* WHAT YOU WILL DO
Every record that follows should appear again in your answer, exactly the same.

· · · · ·

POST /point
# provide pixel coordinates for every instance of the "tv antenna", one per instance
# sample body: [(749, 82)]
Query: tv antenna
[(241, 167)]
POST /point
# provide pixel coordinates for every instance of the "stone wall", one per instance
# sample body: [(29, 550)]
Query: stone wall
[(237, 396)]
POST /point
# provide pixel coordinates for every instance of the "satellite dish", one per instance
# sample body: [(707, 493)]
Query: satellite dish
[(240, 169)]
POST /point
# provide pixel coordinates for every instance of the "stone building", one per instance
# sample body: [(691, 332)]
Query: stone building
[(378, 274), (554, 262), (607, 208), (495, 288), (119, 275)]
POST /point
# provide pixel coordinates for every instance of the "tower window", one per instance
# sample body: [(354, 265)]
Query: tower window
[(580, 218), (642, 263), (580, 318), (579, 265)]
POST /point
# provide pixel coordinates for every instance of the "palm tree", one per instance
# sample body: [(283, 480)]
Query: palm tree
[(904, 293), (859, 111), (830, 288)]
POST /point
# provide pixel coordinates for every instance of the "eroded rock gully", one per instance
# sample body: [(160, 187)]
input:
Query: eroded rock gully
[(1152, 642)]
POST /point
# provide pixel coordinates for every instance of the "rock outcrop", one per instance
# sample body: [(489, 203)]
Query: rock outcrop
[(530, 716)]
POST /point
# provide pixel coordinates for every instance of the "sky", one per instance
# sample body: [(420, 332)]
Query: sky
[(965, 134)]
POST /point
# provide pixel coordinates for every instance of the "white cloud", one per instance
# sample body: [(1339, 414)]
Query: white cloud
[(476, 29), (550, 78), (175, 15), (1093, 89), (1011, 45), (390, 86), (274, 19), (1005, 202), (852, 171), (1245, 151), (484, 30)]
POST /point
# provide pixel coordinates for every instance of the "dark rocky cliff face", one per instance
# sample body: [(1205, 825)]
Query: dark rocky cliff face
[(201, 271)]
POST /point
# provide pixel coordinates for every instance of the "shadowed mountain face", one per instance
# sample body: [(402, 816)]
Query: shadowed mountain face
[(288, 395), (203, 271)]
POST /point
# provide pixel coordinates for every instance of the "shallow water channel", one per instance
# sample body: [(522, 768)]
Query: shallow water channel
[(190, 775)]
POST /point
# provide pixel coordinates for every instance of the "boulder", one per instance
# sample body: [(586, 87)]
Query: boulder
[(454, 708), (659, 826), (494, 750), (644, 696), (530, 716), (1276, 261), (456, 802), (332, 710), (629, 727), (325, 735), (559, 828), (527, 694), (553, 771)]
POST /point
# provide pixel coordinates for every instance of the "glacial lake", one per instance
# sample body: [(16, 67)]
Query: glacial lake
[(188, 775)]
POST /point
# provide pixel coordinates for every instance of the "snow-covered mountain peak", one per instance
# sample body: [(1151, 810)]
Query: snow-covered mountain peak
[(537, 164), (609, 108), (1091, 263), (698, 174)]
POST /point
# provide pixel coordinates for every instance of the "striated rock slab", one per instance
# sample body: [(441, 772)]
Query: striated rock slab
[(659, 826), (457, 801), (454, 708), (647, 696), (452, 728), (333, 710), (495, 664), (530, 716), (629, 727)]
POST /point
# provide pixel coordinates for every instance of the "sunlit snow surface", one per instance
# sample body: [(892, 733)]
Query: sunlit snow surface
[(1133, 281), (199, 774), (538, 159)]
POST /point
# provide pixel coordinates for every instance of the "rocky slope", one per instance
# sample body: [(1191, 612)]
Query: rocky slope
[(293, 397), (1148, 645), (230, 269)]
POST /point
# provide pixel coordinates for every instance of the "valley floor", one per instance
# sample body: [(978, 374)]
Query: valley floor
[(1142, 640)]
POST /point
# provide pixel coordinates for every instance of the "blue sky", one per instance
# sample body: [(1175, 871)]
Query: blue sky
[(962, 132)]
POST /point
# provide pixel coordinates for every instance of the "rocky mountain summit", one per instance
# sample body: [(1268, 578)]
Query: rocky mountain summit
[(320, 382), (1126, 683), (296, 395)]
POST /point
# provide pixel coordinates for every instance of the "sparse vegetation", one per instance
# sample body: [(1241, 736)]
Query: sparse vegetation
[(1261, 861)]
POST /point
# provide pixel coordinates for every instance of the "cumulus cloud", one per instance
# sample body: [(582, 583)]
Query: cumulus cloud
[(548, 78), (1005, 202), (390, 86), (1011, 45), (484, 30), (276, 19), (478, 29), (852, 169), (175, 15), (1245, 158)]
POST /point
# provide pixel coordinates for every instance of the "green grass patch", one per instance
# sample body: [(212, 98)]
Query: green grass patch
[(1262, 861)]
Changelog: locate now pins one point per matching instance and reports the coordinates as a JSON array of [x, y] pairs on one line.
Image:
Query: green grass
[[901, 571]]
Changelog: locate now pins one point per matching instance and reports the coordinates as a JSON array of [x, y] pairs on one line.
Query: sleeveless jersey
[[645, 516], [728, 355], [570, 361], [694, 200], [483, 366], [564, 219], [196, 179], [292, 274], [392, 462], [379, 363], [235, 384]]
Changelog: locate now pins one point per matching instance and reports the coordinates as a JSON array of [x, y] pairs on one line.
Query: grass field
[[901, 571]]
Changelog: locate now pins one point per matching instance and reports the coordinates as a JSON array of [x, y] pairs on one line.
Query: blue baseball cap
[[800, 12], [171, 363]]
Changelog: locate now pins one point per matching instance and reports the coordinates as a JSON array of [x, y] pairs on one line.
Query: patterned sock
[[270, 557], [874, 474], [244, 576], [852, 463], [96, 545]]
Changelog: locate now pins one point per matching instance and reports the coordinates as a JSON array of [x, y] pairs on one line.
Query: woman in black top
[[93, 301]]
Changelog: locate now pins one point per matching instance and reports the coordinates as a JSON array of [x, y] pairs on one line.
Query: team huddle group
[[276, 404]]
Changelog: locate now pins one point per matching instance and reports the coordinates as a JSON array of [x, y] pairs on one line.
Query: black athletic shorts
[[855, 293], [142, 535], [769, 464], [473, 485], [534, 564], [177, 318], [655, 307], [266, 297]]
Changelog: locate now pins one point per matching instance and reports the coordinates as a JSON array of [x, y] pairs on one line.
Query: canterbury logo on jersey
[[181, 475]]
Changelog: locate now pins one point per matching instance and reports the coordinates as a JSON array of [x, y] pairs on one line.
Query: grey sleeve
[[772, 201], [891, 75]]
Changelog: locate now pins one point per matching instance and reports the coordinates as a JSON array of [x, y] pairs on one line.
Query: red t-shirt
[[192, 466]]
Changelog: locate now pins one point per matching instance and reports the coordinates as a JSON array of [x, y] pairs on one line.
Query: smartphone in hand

· · · · ·

* RESPONSE TO THE TASK
POST /point
# provide pixel coordinates for every instance of the "tv antenna", one per instance
# sample body: [(749, 82)]
Query: tv antenna
[(241, 167)]
POST /point
# provide pixel coordinates for every instance of the "stone wall", one per instance
# sample body: [(29, 550)]
Query: stone wall
[(237, 396)]
POST /point
# provide pixel coordinates for every instance of the "satellite dish", one per instance
# sample body: [(707, 493)]
Query: satellite dish
[(240, 169)]
POST /point
# provide pixel coordinates for every instance of the "stone building", one per instance
# sample body: [(691, 332)]
Query: stone building
[(378, 274), (554, 262), (607, 208), (495, 288), (119, 275)]
POST /point
# provide pixel coordinates for every instance of the "tower window", one per instance
# sample body: [(354, 265)]
Query: tower window
[(580, 218), (642, 263), (580, 318), (579, 265)]
POST /point
# provide pixel coordinates for every instance of the "palm tree", one per instance
# sample body: [(283, 480)]
Query: palm tree
[(904, 293), (859, 111), (830, 288)]
POST /point
# provide pixel coordinates for every instance of the "eroded rock gully", one per instance
# sample body: [(160, 187)]
input:
Query: eroded rock gully
[(1152, 642)]
POST /point
# provide pixel coordinates for every instance of the "rock outcrop", one per instance
# sample body: [(489, 203)]
Query: rock outcrop
[(530, 716)]
POST /point
# provide pixel coordinates for every instance of the "sky", one per instance
# sample body: [(420, 332)]
Query: sky
[(965, 134)]
POST /point
# provide pixel coordinates for every instance of the "white cloud", one per instance
# sample body: [(1339, 414)]
Query: white cloud
[(476, 29), (550, 78), (175, 15), (1093, 89), (1011, 45), (390, 86), (274, 19), (1005, 202), (852, 171), (1245, 151), (484, 30)]
POST /point
# provide pixel coordinates for every instance of the "dark rocky cliff face", one per instance
# sample body: [(1205, 825)]
Query: dark rocky cliff face
[(201, 271)]
POST /point
# provide pixel coordinates for every instance of the "shadowed mountain face", one per instance
# sample body: [(402, 816)]
Query: shadowed mountain face
[(288, 395), (203, 271)]
POST /point
# provide pixel coordinates for every instance of the "shallow water channel", one per instance
# sample body: [(522, 768)]
Query: shallow water channel
[(190, 775)]
POST /point
# provide pixel coordinates for every instance of the "boulder", one per instance
# sample body: [(586, 87)]
Query: boulder
[(454, 708), (659, 826), (494, 750), (644, 696), (530, 716), (1276, 261), (456, 802), (332, 710), (629, 727), (325, 735), (559, 828), (527, 694), (553, 771)]
POST /point
# provide pixel coordinates for every instance of the "glacial lake", one per instance
# sample body: [(16, 67)]
Query: glacial lake
[(188, 775)]
POST /point
# provide pixel coordinates for every instance of the "snow-covered mountain peak", one per instance
# sample body: [(1151, 810)]
Query: snow-covered mountain peak
[(537, 164), (609, 108), (1091, 263), (698, 174)]
POST /point
# provide pixel coordinates for every instance of the "striated rock slab", one per instance
# sample body: [(441, 772)]
Query: striated rock slab
[(659, 826), (457, 801), (454, 708), (647, 696), (452, 728), (333, 710), (495, 664), (530, 716), (629, 727)]
POST /point
# provide pixel coordinates for every instance of the "sunlit snow surface", one per instance
# sample body: [(892, 733)]
Query: sunlit snow surface
[(1133, 281), (199, 774), (538, 159)]
POST /point
# provide pixel coordinates for every instance of the "rocky slope", one per instance
# sample body: [(1191, 612)]
Query: rocky slope
[(293, 397), (1148, 645), (230, 269)]
POST /point
# provide pixel coordinates for every instance of the "valley floor", one per instance
# sample body: [(978, 374)]
Query: valley floor
[(1142, 640)]
POST /point
# provide pixel coordinates for every instance of the "blue sky", one per instance
# sample body: [(1175, 871)]
Query: blue sky
[(962, 132)]
POST /point
# provide pixel coordinates for every instance of the "rocky mountain summit", one per instance
# sample body: [(1268, 578)]
Query: rocky mountain summit
[(320, 382), (1126, 683), (296, 395)]
POST /point
# provide pixel coordinates for every instance of the "sparse vegetation", one per instance
# sample body: [(1241, 736)]
Query: sparse vegetation
[(1261, 861)]
POST /point
# provide pixel coordinates for every instance of the "cumulus cloud", one per instance
# sample body: [(582, 583)]
Query: cumulus cloud
[(548, 78), (1005, 202), (390, 86), (1011, 45), (484, 30), (276, 19), (478, 29), (852, 169), (175, 15), (1245, 158)]
POST /point
# provide pixel coordinates for every instance of the "green grass patch", one per instance
# sample body: [(212, 98)]
Query: green grass patch
[(1262, 861)]
Changelog: locate now pins one point per matching instance and reports the coordinates as a JSON array of [x, y] pairs on one line.
Image:
Query: green grass
[[901, 571]]
Changelog: locate now pins one point per matching instance and reports the coordinates as a JSON array of [x, y] pairs on one line.
Query: sleeveless jersey
[[645, 516], [728, 355], [570, 361], [694, 200], [483, 366], [564, 219], [196, 179], [292, 274], [392, 462], [379, 363], [235, 384]]
Changelog: locate now pins one point per matching instance and reports the coordinates as a JSON array of [x, y] pairs on one line.
Query: grass field
[[901, 571]]
Changelog: locate now pins one point per matching instance and reports the coordinates as a JSON array of [x, y] pairs on one line.
Query: blue baseball cap
[[800, 12], [171, 363]]
Changelog: locate now pins one point per matching instance and reports the coordinates as a JSON array of [x, y] pairs on one line.
Query: patterned sock
[[270, 557], [874, 474], [244, 576], [852, 463], [96, 545]]
Changelog: locate now pins one point per matching instance and reports the coordinates as a JSON array of [x, y] pairs on one line.
Query: woman in black top
[[93, 301]]
Changelog: locate now pins one point per matching instance and reports the coordinates as a JSON array of [x, y] pairs on one line.
Query: team huddle group
[[276, 404]]
Changelog: locate now pins one point per matching instance and reports the coordinates as a JSON array of [x, y] pairs on one line.
Query: black athletic shorts
[[855, 293], [142, 535], [769, 464], [473, 485], [534, 564], [177, 318], [655, 307], [266, 297]]
Changelog: locate now pins one point per matching instance and reports the coordinates as a JSON array of [x, y] pairs on one line.
Query: canterbury logo on jersey
[[181, 475]]
Changelog: locate now pins one point per matching instance and reports the coordinates as a JSON array of [x, y] pairs on one line.
Query: grey sleeve
[[772, 201], [891, 75]]
Changelog: locate now pins one point per matching instance and reports the coordinates as a JSON array of [x, y] pairs on one line.
Query: red t-shirt
[[192, 466]]
Changelog: locate now pins one point per matching instance and reports the coordinates as a JSON array of [x, y] pairs on one line.
Query: smartphone in hand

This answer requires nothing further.